Set problem A: Extract every line of the listing below that contains the string "polo", treating uppercase and lowercase letters as distinct.

Text to read:
- - - - - - -

This is a podcast from the archives of the BBC Reith Lectures.

0:04.2

This lecture in the series The Arts Without Mystery, given by Dennis Donahoo, was originally broadcast in 1982.

0:11.7

We cultivate these days a merely spectacular relation to ideas and attitudes.

0:17.2

We watch them as they pass, as in a Lord Mayor's Parade.

0:21.0

They hold our interest while they stay in sight, but we're not committed to any of them.

0:26.7

The same predicament arises in the reception of the arts.

0:30.3

There is no longer a discourse, an accepted frame of reference and definition,

0:34.9

which would enable us to know whether we agree or disagree on a particular

0:38.1

matter. The words we use in criticism are obviously ideological and compromised. They're not neutral.

0:45.9

Words which sound innocent, like tone, form, action and scene are just as argumentative as

0:52.4

words like revolution, history, praxis and dialectic.

0:57.7

You know a critic by the words he uses, but knowing him doesn't mean that you can easily talk to him.

1:04.3

The words he uses enforce judgments already made by others,

1:08.6

so there is no moment at which you could begin a conversation free of bias.

- - - - - - -

Records for the exercise:
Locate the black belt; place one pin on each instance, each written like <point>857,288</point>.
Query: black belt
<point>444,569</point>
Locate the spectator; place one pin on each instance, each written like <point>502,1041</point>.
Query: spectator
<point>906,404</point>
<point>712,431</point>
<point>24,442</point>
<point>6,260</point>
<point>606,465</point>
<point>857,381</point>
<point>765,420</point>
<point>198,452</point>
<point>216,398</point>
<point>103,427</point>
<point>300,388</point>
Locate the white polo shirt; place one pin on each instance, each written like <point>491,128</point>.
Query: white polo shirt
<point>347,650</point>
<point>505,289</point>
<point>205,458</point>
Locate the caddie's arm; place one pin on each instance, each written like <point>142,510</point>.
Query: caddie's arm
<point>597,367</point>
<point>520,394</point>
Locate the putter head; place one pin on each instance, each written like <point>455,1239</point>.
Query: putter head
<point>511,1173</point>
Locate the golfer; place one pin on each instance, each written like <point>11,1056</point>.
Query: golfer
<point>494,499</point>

- - - - - - -

Set problem B: From the lecture transcript above, extract the passage verbatim, from "We watch them" up to and including "any of them.".

Written reply A:
Locate the white polo shirt; place one pin on each instance, each written like <point>491,128</point>.
Query: white polo shirt

Written reply B:
We watch them as they pass, as in a Lord Mayor's Parade.

0:21.0

They hold our interest while they stay in sight, but we're not committed to any of them.